»»

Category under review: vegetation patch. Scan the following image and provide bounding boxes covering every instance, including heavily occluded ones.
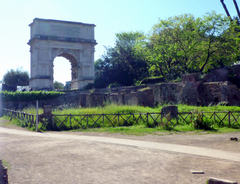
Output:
[3,104,240,133]
[1,91,64,102]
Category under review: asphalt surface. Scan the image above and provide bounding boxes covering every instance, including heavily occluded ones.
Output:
[0,126,240,183]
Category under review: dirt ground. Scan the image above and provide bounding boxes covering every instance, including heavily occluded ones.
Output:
[0,119,240,184]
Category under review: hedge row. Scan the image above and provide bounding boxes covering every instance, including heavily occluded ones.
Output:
[0,91,64,102]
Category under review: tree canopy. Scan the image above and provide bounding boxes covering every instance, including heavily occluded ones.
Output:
[136,11,240,81]
[3,68,29,86]
[95,11,240,87]
[94,31,149,88]
[54,81,64,90]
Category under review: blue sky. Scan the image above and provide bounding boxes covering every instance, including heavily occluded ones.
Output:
[0,0,239,84]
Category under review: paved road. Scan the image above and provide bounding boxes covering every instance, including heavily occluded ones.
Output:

««

Required action:
Look through the data above and return each line where the string "bounding" occurs.

Solution for this exercise:
Category under review: vegetation patch. Scan the following image and provide bounding boxes covering every instance, including heavily occluded ones.
Category under review: asphalt surface. Scan the image above and provide bounding boxes covering every instance, including heavily occluded ones.
Category under review: dirt ground. Scan the image above and provide bounding boxes covering every instance, including heavily occluded ones.
Category under review: hedge row. Scan the image above and provide bounding boxes covering every instance, including heavily occluded ones.
Category under review: tree canopy. Scan the image above and provide bounding boxes covering every instance, including heavily occluded ones.
Category under review: blue sky. Scan the image above and provide bounding boxes covering every instance, including heavily occluded ones.
Category under review: paved road. Scan the image above and provide bounding boxes covering every instance, including heavily occluded ones.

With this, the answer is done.